WORK INSTRUCTIONS:
Find every line in the records below that contains "railing", and copy it.

LISTED RECORDS:
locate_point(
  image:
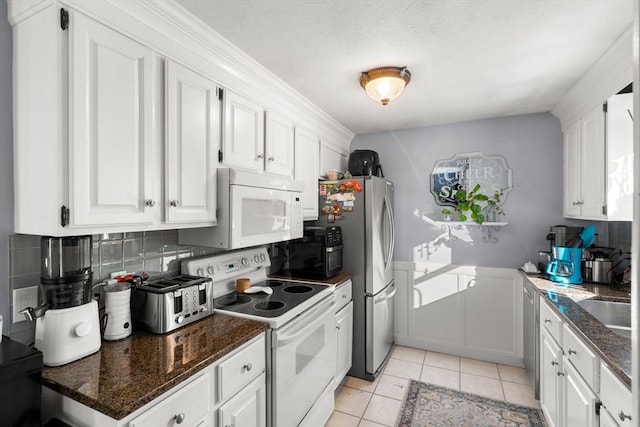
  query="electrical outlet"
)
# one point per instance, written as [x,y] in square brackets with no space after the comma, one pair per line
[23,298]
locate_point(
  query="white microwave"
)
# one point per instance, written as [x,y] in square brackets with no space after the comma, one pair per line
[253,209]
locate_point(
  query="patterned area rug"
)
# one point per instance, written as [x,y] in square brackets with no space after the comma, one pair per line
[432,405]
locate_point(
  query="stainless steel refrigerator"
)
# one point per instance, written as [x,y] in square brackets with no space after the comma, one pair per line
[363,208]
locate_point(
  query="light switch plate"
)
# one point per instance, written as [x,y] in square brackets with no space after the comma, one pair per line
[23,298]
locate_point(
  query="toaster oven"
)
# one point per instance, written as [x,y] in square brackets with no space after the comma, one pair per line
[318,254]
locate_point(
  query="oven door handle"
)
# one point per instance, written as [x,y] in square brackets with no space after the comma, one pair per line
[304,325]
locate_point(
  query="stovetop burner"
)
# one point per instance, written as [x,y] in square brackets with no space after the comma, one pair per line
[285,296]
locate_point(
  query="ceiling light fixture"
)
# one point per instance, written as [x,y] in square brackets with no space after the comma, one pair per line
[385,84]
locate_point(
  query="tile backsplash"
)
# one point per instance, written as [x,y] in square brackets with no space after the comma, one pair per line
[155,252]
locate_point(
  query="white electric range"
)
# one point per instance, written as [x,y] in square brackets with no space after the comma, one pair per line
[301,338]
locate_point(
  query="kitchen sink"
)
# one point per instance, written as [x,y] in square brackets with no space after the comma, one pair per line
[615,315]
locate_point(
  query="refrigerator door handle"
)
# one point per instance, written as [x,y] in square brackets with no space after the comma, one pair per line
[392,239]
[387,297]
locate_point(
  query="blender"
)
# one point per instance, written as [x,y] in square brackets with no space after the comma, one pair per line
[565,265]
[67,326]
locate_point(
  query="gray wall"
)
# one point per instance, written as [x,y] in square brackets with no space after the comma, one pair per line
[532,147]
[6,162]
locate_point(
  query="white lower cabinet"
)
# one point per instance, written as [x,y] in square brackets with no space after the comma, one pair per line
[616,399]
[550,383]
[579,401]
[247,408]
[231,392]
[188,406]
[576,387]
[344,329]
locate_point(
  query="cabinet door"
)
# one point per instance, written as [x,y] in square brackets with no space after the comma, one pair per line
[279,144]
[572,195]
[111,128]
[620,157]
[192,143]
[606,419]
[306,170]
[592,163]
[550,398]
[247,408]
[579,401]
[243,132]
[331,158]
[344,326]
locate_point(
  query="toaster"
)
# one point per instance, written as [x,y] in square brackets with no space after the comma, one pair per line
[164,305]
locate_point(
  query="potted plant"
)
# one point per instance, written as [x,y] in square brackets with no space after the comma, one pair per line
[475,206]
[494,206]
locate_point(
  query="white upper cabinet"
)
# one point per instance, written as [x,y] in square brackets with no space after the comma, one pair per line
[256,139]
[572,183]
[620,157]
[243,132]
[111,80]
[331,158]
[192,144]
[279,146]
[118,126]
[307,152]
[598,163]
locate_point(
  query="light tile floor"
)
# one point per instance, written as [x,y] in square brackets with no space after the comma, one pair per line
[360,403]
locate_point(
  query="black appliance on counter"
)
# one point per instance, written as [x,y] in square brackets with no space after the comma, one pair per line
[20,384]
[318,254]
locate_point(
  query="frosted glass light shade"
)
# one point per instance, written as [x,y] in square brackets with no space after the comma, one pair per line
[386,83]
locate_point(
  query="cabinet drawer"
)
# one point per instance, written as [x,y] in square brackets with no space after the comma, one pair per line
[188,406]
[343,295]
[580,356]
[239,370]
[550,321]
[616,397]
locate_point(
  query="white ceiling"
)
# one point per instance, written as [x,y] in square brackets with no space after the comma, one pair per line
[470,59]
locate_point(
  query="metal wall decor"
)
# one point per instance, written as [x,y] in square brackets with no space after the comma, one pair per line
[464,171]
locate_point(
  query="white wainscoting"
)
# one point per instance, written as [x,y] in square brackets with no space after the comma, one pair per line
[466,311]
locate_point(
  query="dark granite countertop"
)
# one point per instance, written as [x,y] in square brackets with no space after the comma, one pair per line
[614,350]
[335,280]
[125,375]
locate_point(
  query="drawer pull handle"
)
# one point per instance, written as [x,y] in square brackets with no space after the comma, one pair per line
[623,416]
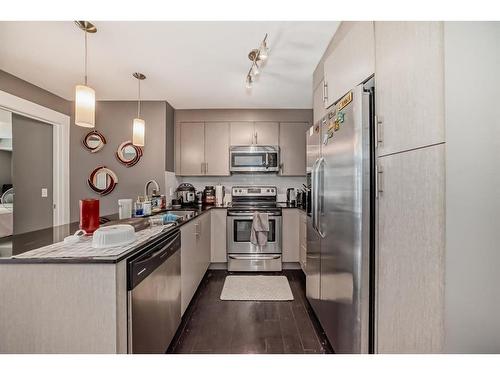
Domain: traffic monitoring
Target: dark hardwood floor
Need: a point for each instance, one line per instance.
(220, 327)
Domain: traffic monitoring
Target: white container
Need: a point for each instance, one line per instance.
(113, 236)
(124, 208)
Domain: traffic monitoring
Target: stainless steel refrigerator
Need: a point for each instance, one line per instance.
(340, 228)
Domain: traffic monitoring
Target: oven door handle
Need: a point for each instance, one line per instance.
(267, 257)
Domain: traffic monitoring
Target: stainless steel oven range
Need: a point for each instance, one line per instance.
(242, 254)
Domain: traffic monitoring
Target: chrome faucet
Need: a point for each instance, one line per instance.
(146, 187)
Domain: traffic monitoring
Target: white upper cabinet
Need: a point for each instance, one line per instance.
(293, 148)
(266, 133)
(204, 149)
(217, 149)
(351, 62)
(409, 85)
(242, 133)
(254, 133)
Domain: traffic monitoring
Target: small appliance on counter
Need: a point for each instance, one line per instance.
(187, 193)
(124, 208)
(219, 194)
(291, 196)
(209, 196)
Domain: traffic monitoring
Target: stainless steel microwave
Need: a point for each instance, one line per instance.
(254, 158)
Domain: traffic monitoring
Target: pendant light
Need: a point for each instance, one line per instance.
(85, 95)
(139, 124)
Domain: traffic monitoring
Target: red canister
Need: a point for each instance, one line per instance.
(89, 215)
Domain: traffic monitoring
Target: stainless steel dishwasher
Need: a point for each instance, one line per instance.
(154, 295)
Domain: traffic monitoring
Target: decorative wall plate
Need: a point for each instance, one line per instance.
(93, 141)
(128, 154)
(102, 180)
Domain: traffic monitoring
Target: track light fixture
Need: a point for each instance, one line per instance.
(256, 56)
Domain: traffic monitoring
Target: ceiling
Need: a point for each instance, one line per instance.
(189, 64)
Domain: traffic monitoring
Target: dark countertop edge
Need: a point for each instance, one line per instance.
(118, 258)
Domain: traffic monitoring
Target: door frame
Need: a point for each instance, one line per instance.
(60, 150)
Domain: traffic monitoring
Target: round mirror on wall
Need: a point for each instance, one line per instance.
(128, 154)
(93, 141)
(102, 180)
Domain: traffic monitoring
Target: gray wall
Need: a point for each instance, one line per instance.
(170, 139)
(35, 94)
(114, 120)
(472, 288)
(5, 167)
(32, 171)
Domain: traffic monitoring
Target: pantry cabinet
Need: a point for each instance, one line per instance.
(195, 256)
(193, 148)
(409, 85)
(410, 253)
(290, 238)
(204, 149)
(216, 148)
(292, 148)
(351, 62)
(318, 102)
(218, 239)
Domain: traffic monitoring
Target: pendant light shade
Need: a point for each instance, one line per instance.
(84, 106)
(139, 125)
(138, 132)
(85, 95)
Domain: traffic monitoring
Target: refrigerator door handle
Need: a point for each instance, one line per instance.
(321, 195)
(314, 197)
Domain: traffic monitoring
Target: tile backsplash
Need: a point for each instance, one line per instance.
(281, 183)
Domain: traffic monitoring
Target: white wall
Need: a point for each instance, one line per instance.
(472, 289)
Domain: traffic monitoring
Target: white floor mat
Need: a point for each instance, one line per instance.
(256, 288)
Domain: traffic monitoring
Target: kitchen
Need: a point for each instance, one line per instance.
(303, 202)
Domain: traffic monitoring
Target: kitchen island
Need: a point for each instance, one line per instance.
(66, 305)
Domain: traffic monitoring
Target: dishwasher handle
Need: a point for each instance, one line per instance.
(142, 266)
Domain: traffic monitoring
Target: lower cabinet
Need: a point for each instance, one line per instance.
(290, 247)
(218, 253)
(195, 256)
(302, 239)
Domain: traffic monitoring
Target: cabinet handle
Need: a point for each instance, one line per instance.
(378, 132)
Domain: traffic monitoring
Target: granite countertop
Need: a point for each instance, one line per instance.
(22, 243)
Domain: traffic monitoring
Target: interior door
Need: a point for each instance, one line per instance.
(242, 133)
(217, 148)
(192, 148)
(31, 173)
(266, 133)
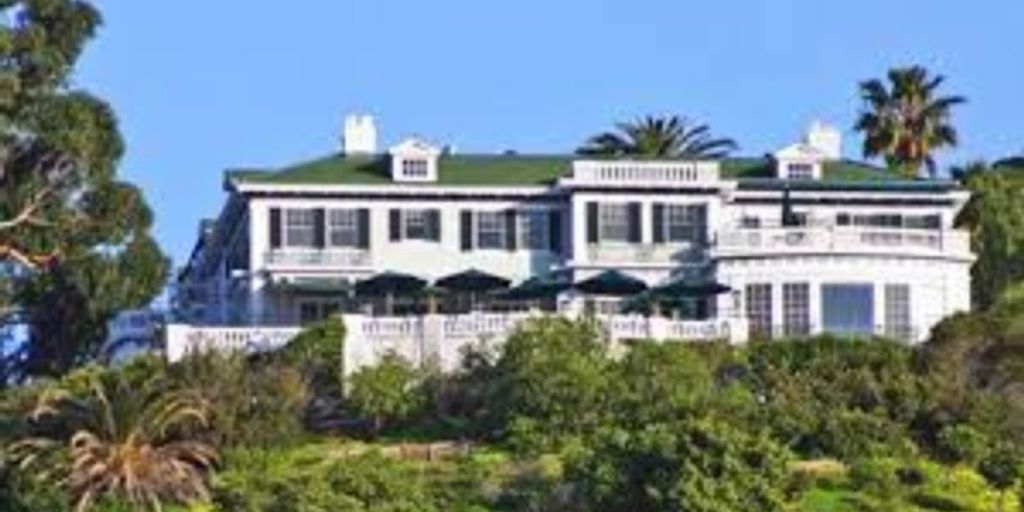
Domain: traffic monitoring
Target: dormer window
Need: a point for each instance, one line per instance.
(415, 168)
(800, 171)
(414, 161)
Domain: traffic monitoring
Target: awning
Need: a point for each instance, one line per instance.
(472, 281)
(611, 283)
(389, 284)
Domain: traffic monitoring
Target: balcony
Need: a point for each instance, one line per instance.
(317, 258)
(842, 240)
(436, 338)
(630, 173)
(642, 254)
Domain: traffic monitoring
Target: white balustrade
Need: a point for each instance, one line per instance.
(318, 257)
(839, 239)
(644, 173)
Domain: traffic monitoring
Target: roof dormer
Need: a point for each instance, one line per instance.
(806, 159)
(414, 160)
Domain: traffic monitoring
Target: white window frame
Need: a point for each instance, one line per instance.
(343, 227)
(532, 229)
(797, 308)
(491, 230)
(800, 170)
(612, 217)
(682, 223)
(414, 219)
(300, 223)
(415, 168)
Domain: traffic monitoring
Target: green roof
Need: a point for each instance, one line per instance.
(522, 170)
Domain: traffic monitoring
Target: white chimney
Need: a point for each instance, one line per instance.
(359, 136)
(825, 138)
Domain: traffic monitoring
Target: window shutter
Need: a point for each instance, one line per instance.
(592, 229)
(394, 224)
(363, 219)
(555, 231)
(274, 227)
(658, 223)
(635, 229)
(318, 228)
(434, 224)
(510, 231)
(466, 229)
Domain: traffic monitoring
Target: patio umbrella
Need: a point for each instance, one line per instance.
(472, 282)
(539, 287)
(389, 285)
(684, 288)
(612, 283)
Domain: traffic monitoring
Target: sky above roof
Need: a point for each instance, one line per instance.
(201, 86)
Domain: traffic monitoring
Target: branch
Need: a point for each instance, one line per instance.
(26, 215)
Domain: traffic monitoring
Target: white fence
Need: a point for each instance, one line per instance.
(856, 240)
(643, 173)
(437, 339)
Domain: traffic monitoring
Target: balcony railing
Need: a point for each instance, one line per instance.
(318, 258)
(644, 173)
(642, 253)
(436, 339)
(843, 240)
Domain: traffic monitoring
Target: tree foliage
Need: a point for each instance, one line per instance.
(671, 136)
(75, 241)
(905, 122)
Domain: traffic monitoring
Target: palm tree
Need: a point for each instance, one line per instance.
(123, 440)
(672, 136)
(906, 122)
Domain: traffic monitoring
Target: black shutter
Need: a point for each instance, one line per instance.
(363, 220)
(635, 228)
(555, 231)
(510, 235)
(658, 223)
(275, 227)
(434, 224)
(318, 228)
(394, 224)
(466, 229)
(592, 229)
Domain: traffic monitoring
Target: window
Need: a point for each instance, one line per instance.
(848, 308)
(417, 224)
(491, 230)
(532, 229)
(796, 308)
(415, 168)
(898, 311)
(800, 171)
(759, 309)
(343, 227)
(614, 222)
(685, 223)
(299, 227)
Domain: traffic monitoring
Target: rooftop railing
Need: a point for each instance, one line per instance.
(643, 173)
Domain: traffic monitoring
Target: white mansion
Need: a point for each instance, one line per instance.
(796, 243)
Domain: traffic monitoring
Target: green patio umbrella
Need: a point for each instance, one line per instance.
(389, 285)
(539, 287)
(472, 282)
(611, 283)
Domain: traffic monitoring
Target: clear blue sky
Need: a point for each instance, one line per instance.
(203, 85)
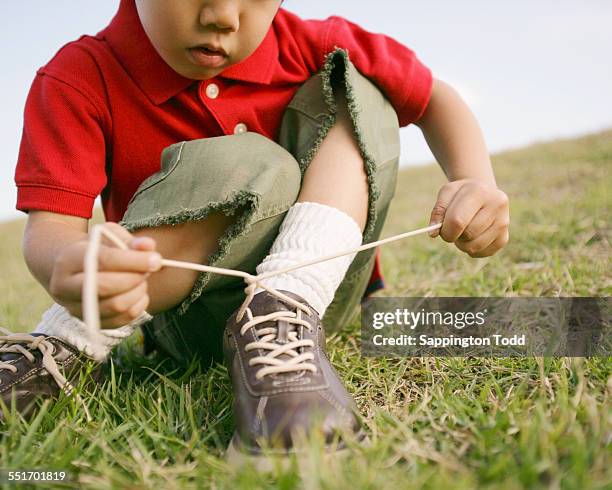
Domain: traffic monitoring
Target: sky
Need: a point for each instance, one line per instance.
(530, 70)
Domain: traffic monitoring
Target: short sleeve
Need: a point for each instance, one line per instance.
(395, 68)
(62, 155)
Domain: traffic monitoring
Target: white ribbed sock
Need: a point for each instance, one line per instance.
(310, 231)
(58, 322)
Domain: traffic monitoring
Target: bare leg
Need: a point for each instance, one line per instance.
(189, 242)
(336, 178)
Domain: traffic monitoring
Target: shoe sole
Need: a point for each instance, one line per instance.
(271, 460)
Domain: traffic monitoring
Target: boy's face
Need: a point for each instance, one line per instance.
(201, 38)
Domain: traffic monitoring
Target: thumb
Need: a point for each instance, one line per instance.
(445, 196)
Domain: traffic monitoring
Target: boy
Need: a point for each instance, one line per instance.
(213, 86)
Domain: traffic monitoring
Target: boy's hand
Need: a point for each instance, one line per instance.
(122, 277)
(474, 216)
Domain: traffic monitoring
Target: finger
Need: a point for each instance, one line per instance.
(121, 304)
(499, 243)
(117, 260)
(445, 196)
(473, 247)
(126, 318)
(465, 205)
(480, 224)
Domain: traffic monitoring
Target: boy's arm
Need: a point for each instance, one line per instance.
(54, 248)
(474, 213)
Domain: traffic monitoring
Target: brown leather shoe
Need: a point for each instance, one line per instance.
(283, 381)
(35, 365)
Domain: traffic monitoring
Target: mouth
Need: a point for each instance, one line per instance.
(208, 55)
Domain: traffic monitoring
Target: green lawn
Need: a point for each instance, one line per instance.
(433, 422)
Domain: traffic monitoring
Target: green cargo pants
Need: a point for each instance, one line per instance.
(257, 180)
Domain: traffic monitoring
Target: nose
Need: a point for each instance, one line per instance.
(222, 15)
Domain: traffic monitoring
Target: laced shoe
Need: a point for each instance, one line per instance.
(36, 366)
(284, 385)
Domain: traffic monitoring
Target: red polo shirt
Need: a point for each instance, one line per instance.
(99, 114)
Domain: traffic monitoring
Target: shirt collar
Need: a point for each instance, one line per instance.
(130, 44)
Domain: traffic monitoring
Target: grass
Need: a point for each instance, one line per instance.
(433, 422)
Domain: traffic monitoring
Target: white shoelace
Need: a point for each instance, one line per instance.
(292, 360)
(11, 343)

EXERCISE OUTPUT:
Target: balcony railing
Target: rooftop railing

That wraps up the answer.